PASSAGE.
The Devon Senior Cup is an annual rugby union league and cup club competition organized by the Devon Rugby Football Union.  It was first introduced in the 1886-87 season and the inaugural competition was won by Tiverton.  During the early years of the cup the format changed several times from a knock-out competition to a league format, then to hybrid league/cup, then back to being a knock-out cup once again.  The competition also was had periods of inactivity, with World War I preventing play for a number of seasons and then the cup being cancelled in the 1930s before being reintroduced for the 1969-70 season when it was won by St. Luke's College (now Exeter University).  The Havill Plate was introduced in the 1970s for teams knocked out of the first round of the cup which would continue until 1999.  Competitions similar to the Havill Plate were introduced in 2009 for teams that got knocked out of the earlier stages of the cup were introduced - plate (semi finals) and vase (quarter finals) - but these were discontinued due to a lack of interest by the clubs involved.

The Devon Senior Cup is currently the premier county cup competition for club sides based in Devon that play in tier 5 (South West Premier) of the English rugby union league system.  Since 2018–19 the format will change from a knockout cup competition to a hybrid league-cup.  Running alongside it will be the Devon Senior Shield, which is for club sides in Devon that play in tier 6 (Tribute South West 1 West) and will also take place in a hybrid league-cup format.

Format from 2018–19

Senior Cup 

Previously a knockout cup competition, for the 2018-19 season the format has been changed to a mini league, with league results between Devon teams playing in South West Premier also counted towards the Devon Senior Cup.  At the end of the season the top two teams in this mini-league will then meet in the cup final, to be held at the home ground of the club with the superior league record.  It is worth noting that these top two teams will not necessary be the highest ranked sides in South West Premier, as only games played against teams in Devon will count in the Senior Cup.

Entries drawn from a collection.

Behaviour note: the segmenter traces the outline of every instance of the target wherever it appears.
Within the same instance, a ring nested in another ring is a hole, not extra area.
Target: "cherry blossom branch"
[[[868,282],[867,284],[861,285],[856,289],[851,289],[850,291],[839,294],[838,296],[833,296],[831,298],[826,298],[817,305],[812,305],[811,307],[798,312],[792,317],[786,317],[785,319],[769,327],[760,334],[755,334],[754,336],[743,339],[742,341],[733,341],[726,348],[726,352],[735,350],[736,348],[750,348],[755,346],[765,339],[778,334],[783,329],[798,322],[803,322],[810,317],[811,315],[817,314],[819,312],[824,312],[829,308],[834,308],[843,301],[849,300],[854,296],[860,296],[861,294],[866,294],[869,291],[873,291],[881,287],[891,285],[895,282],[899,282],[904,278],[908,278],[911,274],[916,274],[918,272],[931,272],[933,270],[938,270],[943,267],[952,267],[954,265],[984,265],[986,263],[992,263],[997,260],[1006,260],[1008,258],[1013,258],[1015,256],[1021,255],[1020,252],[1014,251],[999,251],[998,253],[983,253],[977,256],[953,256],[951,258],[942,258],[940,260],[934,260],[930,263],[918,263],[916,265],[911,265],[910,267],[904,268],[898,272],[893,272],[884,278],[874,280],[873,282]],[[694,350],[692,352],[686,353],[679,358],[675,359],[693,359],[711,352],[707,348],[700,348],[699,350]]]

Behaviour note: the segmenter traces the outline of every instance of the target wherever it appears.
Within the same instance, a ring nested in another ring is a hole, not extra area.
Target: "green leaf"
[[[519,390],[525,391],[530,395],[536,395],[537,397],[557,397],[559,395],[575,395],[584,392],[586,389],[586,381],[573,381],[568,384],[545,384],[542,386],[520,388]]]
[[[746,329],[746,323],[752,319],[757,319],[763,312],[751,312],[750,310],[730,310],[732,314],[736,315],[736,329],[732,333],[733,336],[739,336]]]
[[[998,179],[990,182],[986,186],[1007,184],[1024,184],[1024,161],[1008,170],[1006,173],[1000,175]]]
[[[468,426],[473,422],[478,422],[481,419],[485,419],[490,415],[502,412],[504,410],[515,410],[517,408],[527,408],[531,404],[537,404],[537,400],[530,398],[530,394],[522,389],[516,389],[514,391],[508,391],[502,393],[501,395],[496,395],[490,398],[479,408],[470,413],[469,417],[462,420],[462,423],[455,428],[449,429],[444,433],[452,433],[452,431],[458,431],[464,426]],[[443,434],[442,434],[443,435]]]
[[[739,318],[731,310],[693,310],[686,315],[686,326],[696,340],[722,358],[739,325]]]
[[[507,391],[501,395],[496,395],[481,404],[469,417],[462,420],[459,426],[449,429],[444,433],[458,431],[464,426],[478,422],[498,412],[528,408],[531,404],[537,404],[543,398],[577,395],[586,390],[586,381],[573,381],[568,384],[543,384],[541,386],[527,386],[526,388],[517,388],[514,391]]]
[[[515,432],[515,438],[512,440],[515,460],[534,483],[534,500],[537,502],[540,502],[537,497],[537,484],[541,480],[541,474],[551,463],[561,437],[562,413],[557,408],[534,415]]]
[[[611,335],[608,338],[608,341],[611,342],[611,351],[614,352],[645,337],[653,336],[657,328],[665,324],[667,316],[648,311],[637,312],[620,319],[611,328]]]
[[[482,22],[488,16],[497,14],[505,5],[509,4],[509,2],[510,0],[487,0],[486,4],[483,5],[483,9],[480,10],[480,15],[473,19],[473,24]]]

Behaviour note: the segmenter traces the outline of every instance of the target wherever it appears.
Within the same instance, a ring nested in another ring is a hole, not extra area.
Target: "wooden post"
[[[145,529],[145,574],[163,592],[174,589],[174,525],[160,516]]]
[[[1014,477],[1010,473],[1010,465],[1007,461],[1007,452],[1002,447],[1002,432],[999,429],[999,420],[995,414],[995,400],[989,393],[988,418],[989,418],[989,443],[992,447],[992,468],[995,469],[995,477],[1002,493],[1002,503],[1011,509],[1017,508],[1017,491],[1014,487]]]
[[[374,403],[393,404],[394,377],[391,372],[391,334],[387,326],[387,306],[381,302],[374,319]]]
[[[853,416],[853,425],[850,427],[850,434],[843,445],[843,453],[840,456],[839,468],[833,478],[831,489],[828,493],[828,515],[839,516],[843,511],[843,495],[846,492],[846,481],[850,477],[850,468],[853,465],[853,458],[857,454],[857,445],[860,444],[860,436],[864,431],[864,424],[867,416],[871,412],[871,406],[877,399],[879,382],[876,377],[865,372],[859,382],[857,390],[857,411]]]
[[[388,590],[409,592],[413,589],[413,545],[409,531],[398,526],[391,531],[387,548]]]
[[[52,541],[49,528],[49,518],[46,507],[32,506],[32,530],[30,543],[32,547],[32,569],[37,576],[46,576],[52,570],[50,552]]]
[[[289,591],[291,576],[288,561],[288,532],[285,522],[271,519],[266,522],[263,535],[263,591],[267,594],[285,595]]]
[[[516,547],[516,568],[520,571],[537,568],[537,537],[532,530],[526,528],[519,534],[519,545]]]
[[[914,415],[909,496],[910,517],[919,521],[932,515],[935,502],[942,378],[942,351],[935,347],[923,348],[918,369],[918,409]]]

PROBLEM TO WORK ON. How would the Devon Senior Cup article continue after its final sentence? Write the next part.

ANSWER FOR THE TASK.
Senior Shield 

Running alongside the Senior Cup is the Devon Senior Plate, which has been reintroduced for the 2018–19 season, having been last played for back in the 2010–11 season.  This will also involve a mini league with results for the Devon teams in Tribute South West 1 West counting towards the Shield, with the two top teams meeting in a final at the end of the season, at the home ground of the club with the superior record.

Devon Senior Cup winners

Devon Senior Plate winners

Devon Senior Shield winners

Devon Senior Vase winners

Number of wins

Cup
Exeter (16)
Barnstaple (13)
Devonport Albion (10)
Exmouth (8)
Plymouth Albion (8)
Plymouth RFC (5)
Brixham (4)
Exeter University (4)
Newton Abbot (4)
Sidmouth (3)
Torquay Athletic (3)
Tiverton (3)
Ivybridge (1)
Paignton (1)
Teignmouth (1)

Plate
Barnstaple (1)
Paignton (1)

Shield
Okehampton (1)

Vase
Cullompton (1)
Tiverton (1)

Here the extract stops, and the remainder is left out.